Task prompt -
Show every line from the items below that contains the word "cloud", copying each line in full.
===============
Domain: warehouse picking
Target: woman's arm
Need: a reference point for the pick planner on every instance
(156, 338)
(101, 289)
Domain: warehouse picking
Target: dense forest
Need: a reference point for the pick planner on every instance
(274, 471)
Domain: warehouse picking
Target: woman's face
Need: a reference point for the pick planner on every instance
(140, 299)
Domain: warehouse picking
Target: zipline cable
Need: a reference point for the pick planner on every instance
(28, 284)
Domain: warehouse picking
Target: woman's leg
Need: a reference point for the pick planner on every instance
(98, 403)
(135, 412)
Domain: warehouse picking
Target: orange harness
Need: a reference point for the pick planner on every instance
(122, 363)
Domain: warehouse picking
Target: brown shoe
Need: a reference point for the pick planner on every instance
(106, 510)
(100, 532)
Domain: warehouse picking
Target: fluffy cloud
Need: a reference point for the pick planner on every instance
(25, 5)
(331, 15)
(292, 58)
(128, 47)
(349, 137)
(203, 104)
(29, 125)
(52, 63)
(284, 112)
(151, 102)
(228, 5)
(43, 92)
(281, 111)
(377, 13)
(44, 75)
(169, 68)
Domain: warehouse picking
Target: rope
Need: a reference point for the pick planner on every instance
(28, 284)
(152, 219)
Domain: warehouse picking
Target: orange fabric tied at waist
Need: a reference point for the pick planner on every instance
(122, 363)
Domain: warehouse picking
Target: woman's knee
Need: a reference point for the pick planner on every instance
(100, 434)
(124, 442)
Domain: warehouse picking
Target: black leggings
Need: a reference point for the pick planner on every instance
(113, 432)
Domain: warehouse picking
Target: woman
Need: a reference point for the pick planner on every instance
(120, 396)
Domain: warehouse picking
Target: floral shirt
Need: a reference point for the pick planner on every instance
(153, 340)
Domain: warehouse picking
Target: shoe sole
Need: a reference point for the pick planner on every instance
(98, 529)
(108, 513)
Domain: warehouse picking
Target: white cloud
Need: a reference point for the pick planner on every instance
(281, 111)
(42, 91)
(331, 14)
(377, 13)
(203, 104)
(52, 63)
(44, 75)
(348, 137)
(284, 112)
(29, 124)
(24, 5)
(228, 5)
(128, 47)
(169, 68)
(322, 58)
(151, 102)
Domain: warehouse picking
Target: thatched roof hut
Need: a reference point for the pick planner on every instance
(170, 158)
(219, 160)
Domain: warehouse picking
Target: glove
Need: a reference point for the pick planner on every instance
===============
Exercise solution -
Target: fluffy cloud
Target: white cloud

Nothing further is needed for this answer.